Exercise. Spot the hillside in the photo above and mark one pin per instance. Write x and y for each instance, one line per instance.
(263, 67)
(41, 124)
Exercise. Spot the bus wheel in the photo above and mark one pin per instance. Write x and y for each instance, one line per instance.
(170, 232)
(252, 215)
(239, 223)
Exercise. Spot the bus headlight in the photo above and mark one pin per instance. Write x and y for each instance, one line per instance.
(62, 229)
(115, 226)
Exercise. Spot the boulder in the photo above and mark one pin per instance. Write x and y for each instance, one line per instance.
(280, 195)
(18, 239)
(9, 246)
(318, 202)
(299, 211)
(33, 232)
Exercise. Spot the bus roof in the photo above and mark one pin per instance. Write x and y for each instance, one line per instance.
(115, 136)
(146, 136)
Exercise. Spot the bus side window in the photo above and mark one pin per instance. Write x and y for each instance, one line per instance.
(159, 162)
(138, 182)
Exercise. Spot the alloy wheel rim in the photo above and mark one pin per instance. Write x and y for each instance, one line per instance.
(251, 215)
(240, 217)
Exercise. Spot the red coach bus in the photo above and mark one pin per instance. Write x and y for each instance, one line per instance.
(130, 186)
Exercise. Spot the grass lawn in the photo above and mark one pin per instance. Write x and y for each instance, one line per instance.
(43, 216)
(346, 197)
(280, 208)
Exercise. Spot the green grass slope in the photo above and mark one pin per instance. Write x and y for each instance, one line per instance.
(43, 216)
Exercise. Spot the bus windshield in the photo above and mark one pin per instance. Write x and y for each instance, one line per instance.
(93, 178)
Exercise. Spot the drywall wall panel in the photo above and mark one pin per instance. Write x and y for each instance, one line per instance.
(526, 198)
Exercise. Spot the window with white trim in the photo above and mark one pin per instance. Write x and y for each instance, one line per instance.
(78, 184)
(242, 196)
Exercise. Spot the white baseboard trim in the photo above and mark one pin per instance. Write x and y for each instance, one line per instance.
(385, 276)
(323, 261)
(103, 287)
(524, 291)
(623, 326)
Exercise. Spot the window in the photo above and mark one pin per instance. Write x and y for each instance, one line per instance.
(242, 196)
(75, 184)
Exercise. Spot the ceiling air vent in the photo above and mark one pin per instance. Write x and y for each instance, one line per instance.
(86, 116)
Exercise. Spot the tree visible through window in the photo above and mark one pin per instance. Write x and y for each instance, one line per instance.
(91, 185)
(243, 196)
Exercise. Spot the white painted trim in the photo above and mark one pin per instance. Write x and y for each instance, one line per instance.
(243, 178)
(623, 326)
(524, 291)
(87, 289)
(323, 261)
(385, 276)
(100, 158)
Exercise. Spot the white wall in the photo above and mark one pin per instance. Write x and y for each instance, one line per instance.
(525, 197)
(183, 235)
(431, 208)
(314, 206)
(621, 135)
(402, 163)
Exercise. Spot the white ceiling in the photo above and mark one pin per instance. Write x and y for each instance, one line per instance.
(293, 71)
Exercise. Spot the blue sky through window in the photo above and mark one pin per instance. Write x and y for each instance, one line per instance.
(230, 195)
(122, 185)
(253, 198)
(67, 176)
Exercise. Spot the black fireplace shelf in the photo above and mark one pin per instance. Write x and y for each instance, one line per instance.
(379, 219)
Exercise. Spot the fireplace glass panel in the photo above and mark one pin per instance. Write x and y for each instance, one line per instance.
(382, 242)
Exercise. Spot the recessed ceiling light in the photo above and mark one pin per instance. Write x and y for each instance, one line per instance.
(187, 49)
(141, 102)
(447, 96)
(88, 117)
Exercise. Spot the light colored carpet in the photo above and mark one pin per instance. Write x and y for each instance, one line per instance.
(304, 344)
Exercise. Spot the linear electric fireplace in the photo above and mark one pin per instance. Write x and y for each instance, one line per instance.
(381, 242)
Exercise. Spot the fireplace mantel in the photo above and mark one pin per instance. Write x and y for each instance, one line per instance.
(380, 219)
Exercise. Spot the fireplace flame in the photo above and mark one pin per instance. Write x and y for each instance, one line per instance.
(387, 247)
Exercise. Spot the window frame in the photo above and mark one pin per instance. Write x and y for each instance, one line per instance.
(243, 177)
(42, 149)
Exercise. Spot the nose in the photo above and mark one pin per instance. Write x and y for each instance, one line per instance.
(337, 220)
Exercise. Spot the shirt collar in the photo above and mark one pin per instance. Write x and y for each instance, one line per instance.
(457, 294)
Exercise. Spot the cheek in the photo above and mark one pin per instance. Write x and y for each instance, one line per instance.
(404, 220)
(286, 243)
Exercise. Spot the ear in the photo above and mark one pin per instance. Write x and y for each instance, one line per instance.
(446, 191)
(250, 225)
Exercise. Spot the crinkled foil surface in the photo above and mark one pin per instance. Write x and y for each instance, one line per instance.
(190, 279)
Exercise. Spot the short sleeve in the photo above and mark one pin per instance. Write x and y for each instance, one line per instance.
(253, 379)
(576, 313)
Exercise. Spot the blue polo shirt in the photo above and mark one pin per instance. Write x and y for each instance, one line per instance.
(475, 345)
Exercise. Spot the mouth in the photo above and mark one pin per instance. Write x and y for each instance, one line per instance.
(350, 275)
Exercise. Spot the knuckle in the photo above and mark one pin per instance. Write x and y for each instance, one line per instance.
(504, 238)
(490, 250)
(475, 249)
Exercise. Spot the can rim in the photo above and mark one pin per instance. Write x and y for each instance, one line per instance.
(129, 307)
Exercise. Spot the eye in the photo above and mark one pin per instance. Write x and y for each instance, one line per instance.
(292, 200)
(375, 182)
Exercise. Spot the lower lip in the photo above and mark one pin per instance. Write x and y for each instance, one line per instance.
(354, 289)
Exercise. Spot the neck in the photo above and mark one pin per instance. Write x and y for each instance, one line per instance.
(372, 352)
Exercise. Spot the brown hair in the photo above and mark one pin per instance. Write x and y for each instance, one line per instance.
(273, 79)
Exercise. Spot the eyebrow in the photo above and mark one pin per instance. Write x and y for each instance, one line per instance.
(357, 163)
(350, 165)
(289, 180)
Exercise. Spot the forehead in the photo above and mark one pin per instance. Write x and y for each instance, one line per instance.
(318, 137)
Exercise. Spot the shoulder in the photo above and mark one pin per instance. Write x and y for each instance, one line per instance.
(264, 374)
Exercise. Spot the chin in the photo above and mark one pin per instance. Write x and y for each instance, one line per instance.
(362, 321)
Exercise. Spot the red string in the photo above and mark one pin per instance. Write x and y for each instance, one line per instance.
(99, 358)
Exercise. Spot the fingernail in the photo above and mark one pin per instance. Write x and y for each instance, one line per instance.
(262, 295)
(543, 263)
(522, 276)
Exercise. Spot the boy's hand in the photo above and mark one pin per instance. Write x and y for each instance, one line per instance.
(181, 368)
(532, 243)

====================

**EXERCISE DIRECTIONS**
Write the listing out again in its entirety, exactly.

**RESPONSE TO THIS EXERCISE**
Exercise. Spot the hillside in the photo above and mark one pin per instance. Write x and y for each instance, one line per instance.
(263, 67)
(41, 124)
Exercise. Spot the bus wheel in the photo above and mark one pin per instance. Write x and y for each instance, one line per instance.
(170, 232)
(252, 215)
(239, 223)
Exercise. Spot the bus headlight in the photo above and mark one pin per instance. Write x and y for each instance, one line per instance.
(62, 229)
(115, 226)
Exercise. Spot the boulder in the photo above and mark one pin per instance. Write x and y for each instance, one line per instance.
(280, 195)
(18, 239)
(9, 246)
(318, 202)
(299, 211)
(33, 232)
Exercise. Spot the bus roof in the photo above and mark one pin per instance. Write x and y for each instance, one line per instance.
(115, 136)
(146, 136)
Exercise. Spot the bus side window in the photo above and mark one pin per instance. Write x and y for each instance, one line per instance.
(159, 162)
(138, 182)
Exercise. Spot the alloy wheel rim in the photo above and mark one pin per instance. Write x and y for each instance, one line per instance.
(251, 215)
(240, 217)
Exercise. Spot the red coach bus in the photo above and mark one pin per instance. Write x and y for each instance, one line per instance.
(130, 186)
Exercise. Spot the grass lawn in the photo above and mark one pin per instance. Write x and y for each instance, one line per instance.
(43, 216)
(346, 197)
(280, 208)
Exercise. Spot the green grass slope in the photo above and mark one pin per instance. Write x and y for each instance, one line per instance.
(43, 216)
Exercise. Spot the bus windshield in the photo above and mark one pin per instance. Write x and y for each instance, one line per instance.
(93, 178)
Exercise. Spot the drywall wall panel in the photo above and mark one pin per instance. Write x and y for each instance, one line per instance.
(526, 198)
Exercise. Spot the window with white trim in the photo above and mark one pin per instance. Write x and y for each instance, one line per instance.
(78, 184)
(242, 196)
Exercise. Spot the white baseboard trim in the photo above and mark one pin per instance. Write x and y for each instance, one line per instance.
(385, 276)
(323, 261)
(103, 287)
(524, 291)
(623, 326)
Exercise. Spot the window in the photo above and mark one pin per instance. Write x and y for each instance, one line per instance.
(242, 196)
(75, 184)
Exercise. Spot the ceiling air vent in the photo above and mark one pin per instance. Write x and y for each instance, one line per instance.
(86, 116)
Exercise. Spot the tree visible through window in the photo above and mark one pin per instance. Write x and y for each instance, one line per instance.
(91, 185)
(243, 196)
Exercise. Spot the white painted trim in the photo above and mark one pin per instance. Write x and y for each instance, one line per instance.
(243, 178)
(623, 326)
(524, 291)
(87, 289)
(323, 261)
(385, 276)
(100, 158)
Exercise. Spot the white wall in the photo above and mark one pin per instance. Write x and y for each instance, one line per instance.
(525, 197)
(183, 235)
(431, 208)
(314, 206)
(621, 135)
(402, 163)
Exercise. Spot the white ceiling in the photo above and mark one pin per instance. Write x and y for each instance, one line per instance.
(293, 71)
Exercise. Spot the blue sky through window in the photo above and mark one pin per instance. Write x and y for each instance, one line per instance.
(230, 195)
(122, 185)
(253, 198)
(67, 176)
Exercise. Spot the black fireplace shelf in the photo above and mark one pin per instance. Write x and y for each instance, one line per instance.
(379, 219)
Exercise. Spot the fireplace glass panel in the photo above and mark one pin per instance. Write x and y for each instance, one line per instance.
(382, 242)
Exercise. Spot the recessed ceiling light in the photo above and mark one pin per instance. Write x and y for each instance, one line per instance.
(187, 49)
(141, 102)
(447, 96)
(88, 117)
Exercise. Spot the light colored carpet in the photo above and mark one pin per instance. Write x and y for each instance, one line per instance.
(304, 344)
Exercise. Spot the linear electric fireplace in the photo above and mark one pin per instance. Write x and y for each instance, one line per instance.
(381, 242)
Exercise. Spot the fireplace mantel in the photo above and mark one pin per instance. Write x and y for each instance, one line per instance.
(380, 219)
Exercise. Spot the fireplace flame in the photo above and mark one pin per instance. Write x and y for each instance, one line per instance.
(387, 247)
Exercise. Spot the window frame in the photo above and mark one pin per instance. Write x and y for each instance, one line per instance.
(243, 177)
(42, 149)
Exercise. Spot the nose in the photo above and mark one pin per instance. Write x and y for each instance, one line per instance.
(337, 220)
Exercise. Spot the shirt collar in the photo above and mark one pin per instance. Write x and y for each instance, one line per instance.
(457, 294)
Exercise. Spot the cheek in the photo above and mark one pin per instance. Write x and y for each instance, one line per instance.
(404, 220)
(286, 243)
Exercise. Spot the ear in the photo above and mark one pin per instance. Write x and y for each instance, one line per instance.
(446, 191)
(250, 225)
Exercise. Spot the crinkled foil surface in the photo above and mark one pin per instance. Write x and y for each instance, one line per instance.
(190, 279)
Exercise. Spot the short sleeve in the photo above and mark one pin per instance. Write x and y for each instance, one line per instance.
(253, 379)
(576, 313)
Exercise. Spot the blue polo shirt in the photo above and mark one pin per instance. Write x and y for each instance, one line per instance.
(475, 345)
Exercise. Spot the mouth in the photo above and mark one pin per instance. Write x and y for each instance, one line per instance.
(350, 275)
Exercise. Spot the knuckle in the photo above and mark one pin per instance. Write x and y for each instance, one line per instance.
(504, 238)
(490, 250)
(475, 249)
Exercise. Spot the can rim in the photo above and mark one pin per instance. Write x and y for each instance, one line per instance.
(129, 307)
Exercise. Spot the eye in the photo above and mark one pin per instance. Write x and y for each instance, one line per instance.
(292, 200)
(375, 182)
Exercise. Spot the lower lip in the photo above and mark one pin per instance. Write x and y for each instance, one line per instance.
(354, 289)
Exercise. Spot the neck in the photo above and mark one pin per instance. Write x and y for each instance, one line per instance.
(372, 352)
Exercise. Spot the brown hair in the photo above and mark one pin per instance. Write x and y for each instance, one line per instance.
(273, 79)
Exercise. Spot the eyebrow in the photo above and mark one pin per instance. Write x and y for each instance, one line per instance.
(357, 163)
(350, 165)
(289, 180)
Exercise. Spot the forehead in the photo above and mark one pin per instance. Write x and y for each instance, one line per instance.
(318, 137)
Exercise. Spot the shoulder in the photo above and mark one pin per instance. Write x and y for each instance, one line per instance.
(264, 374)
Exercise. Spot the chin in the photo above and mark one pin per instance. Write x and y for each instance, one line per instance.
(362, 321)
Exercise. Spot the red string in the photo above and mark one pin per instance. Write x and y for each instance, one line per instance.
(99, 358)
Exercise. Spot the fingernail in the photo above and mark one pin per instance. Write x and y for each instance, one line per instance.
(262, 295)
(543, 263)
(522, 276)
Exercise. Spot the boy's hand in the photo above and mark one pin per instance. Write x and y for each instance, one line per instance.
(181, 368)
(532, 243)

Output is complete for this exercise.